• DIRECTIVE: Go through the entries below and retype them exactly, omitting each picture.

• THE RECORDS:

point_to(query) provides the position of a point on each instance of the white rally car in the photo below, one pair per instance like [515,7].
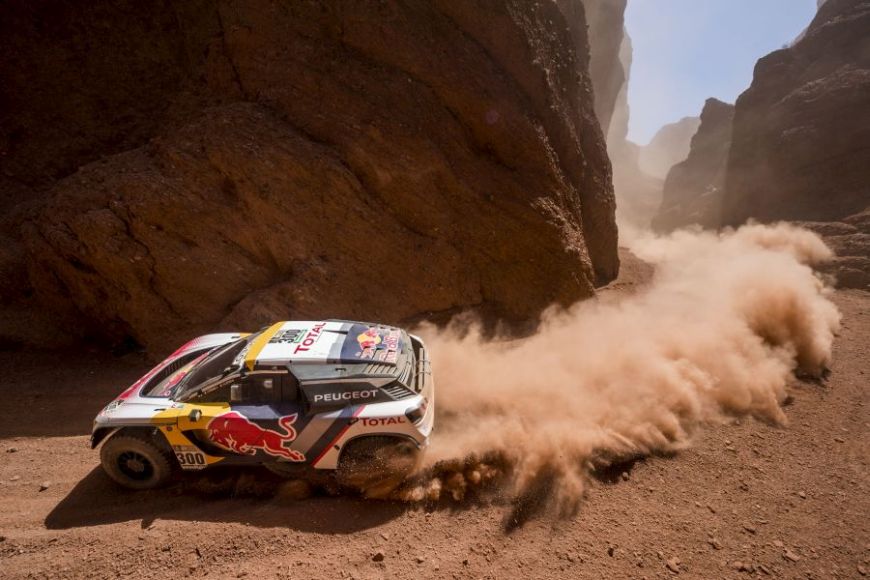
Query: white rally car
[302,398]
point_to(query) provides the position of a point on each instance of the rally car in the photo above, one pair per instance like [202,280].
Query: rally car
[351,399]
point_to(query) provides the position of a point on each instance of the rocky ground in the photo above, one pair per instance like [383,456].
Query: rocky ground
[746,500]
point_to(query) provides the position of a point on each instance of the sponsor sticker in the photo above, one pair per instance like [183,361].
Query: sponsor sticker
[310,338]
[235,432]
[383,421]
[373,343]
[344,396]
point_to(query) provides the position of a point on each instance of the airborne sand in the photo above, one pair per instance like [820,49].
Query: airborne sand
[725,323]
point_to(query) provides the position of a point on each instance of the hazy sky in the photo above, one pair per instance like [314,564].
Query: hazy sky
[688,50]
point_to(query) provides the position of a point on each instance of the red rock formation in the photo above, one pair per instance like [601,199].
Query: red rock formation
[692,192]
[669,146]
[365,160]
[801,143]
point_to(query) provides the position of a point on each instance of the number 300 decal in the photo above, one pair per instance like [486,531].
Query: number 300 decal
[190,458]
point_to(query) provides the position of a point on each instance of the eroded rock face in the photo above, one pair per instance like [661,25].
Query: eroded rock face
[692,192]
[801,143]
[606,19]
[669,146]
[363,160]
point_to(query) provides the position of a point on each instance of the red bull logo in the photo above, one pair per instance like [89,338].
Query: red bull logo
[235,432]
[369,339]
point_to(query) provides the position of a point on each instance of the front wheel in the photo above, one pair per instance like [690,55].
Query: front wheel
[135,462]
[375,466]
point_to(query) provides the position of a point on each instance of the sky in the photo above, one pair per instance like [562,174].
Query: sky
[686,51]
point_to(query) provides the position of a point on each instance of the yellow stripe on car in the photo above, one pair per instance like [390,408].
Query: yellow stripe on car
[259,343]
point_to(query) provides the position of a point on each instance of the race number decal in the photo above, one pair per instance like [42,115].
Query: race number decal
[189,457]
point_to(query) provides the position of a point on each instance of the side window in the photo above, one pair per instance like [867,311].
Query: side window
[261,389]
[219,395]
[290,389]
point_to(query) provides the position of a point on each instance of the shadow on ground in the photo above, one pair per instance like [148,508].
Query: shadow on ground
[244,496]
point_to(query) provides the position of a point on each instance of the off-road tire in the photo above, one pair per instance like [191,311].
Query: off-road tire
[375,466]
[136,462]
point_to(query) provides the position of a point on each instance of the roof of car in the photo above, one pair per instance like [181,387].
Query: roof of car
[323,342]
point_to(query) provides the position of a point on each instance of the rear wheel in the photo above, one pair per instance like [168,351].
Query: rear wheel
[136,462]
[376,466]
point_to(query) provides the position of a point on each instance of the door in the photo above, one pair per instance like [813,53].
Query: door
[263,420]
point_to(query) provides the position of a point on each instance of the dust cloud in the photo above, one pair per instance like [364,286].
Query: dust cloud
[717,334]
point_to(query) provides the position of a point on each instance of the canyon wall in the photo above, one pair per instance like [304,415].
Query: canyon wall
[692,191]
[801,141]
[801,138]
[215,165]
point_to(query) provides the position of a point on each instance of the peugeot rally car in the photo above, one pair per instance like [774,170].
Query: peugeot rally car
[298,397]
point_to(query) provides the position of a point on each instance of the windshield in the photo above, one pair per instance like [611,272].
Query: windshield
[172,376]
[217,364]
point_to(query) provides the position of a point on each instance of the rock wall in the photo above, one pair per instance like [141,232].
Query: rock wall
[692,192]
[606,19]
[223,164]
[801,143]
[669,146]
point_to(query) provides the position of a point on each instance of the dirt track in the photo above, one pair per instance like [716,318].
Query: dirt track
[782,503]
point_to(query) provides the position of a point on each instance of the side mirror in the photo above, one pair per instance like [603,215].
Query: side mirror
[235,393]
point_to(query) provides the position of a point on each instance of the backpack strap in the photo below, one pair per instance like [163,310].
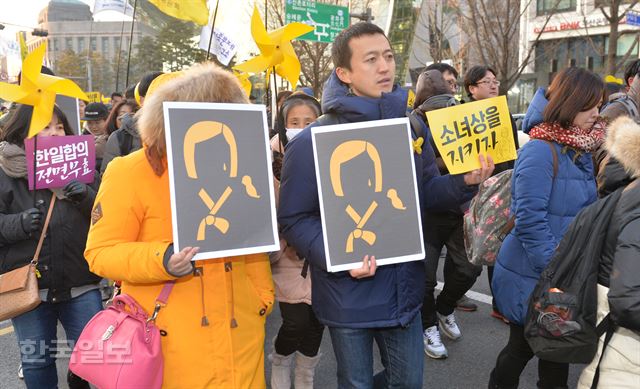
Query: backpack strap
[327,119]
[605,326]
[629,105]
[416,127]
[554,153]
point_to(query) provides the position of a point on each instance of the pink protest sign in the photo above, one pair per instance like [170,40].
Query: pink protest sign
[60,160]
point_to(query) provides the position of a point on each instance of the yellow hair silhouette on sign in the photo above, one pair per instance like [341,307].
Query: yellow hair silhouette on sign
[344,153]
[196,134]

• ANSWER TO THIS TASK:
point_to(query) provides the position of a point on each instance of the white rally car in the photo below, one pair per instance like [515,7].
Query: white rally car
[302,398]
point_to(query) provides the position of a point on each instance of the rally car in the photo above, one pair per instance like [202,280].
Query: rally car
[351,399]
point_to(query) provides the position of a point on each instance of the rocky ground in the photo above, one pair per instance like [383,456].
Query: rocky ground
[746,500]
point_to(query) provides the position of a point on each instance of the sponsor sticker in the photo above, one pair per instance like [183,361].
Query: sponsor sticker
[310,338]
[235,432]
[383,421]
[373,343]
[344,396]
point_to(query) provides the position of a point on each instance of the airborne sand in the photo above, one pair per instance like [820,49].
Query: airborne sand
[725,323]
point_to(query) provides the position of a point on each instance of the hazy sky in the photo above, one pair per instance like [314,564].
Query: hazy sky
[688,50]
point_to(query) provides the position of a point on each instance of the red rock formation in the photo above, one pair per instance like [601,199].
Query: red rock formation
[692,192]
[669,146]
[365,160]
[801,143]
point_to(query) provides the position of a point on each instance of the number 300 decal in the photo above, one pair per instance like [486,531].
Query: number 300 decal
[190,458]
point_to(query) provides the position of a point on each instance of the eroded rock face in the photo above, one pair per instance like [661,25].
Query: eroded rock face
[692,192]
[801,143]
[606,19]
[669,146]
[363,160]
point_to(query) provides the position of a point on each instance of the red bull logo in the photo above, one pair per instance like [89,338].
Query: red bull logo
[235,432]
[369,339]
point_to(query) provides the position of a point on each instance of the front wheel in the photo above, one pair per instance like [690,55].
Query: front wheel
[135,462]
[375,466]
point_to(query) provides the position of a point on each instance of the sky in the photo above, one pair per instance like [562,174].
Query: sky
[686,51]
point_to(query) provides the position of a point on each instance of the yellow stripe on car in the photo above, one pair per instance like [390,408].
Query: yellow stripe on car
[259,343]
point_to(query) provides the position of a point on each instance of the race number decal in the photo above, one pair per instance like [42,115].
Query: race number decal
[189,457]
point_to(query) provides the position of a point on each instance of the side window in the photo above, one pair per instance like [867,311].
Query: side window
[261,389]
[219,395]
[290,389]
point_to(query) provides the position of a point on each instance of the shadow on ground in the photo above, one pair per instance like [148,508].
Query: shadow on ground
[244,496]
point_to(query) provides the position of a point on each instance of the off-road tire in the photo above, one pair per instance like [191,311].
Query: off-road tire
[375,466]
[136,462]
point_to(query) provides the position of a point on each instance of the roof of car in the photo above, one pair per instance like [181,387].
Query: roof of car
[323,342]
point_to(query) provides the position of a point on each instance of the rear wheel in the photo above, one pair per instance like [168,351].
Query: rear wheel
[136,462]
[376,466]
point_to(query) provides the position of a point on each instance of the door in the photo above, one pair per instance like [813,53].
Query: door
[263,420]
point_to(query) provides the position of a point on each instance of the dust cloud in the photo above, one pair per instance like [364,286].
Query: dust cloud
[717,334]
point_to(query) provides the position of a point on each instance of the canyon wall in the photo above, one pair per instance like [304,415].
Query: canyon wall
[692,191]
[801,141]
[801,138]
[215,165]
point_to(query) provides the position of a point on each instance of the peugeot rally car in the photo above, one pair per instance like [774,170].
Query: peugeot rally car
[298,397]
point_to(query) provides the position of a point on each instance of the windshield in the photo above, one pair per instance like [611,272].
Query: windshield
[172,376]
[217,364]
point_to(query) provides the position of a point on each instance of the rock wall in the photo above, one pair per instance like [141,232].
Query: rock wall
[692,192]
[606,19]
[223,164]
[801,143]
[669,146]
point_to(query) provides the position of a point on each instance of the dirt track in the photo above, one pair per instance like [716,318].
Query: dirt track
[782,503]
point_to(query) provides the position of a point on each instance of the side mirror in the photo above, one pair per instance like [603,215].
Query: side mirror
[235,393]
point_to(query) provides the position of a point on each instance of the backpack strap in the photo below, one pair per instance like [163,310].
Query: backpack strap
[327,119]
[605,326]
[629,105]
[416,127]
[554,153]
point_to(query) provides the position of a point on each instance of the pink protest sign in the photo above, one pair per instance like [170,40].
Query: pink protest sign
[60,160]
point_to(query) provides the position of a point on each instance of the yellow hair silhouette on sign in the photo above, one pair per instance like [341,307].
Query: yellow hair silhouette on sign
[344,153]
[196,134]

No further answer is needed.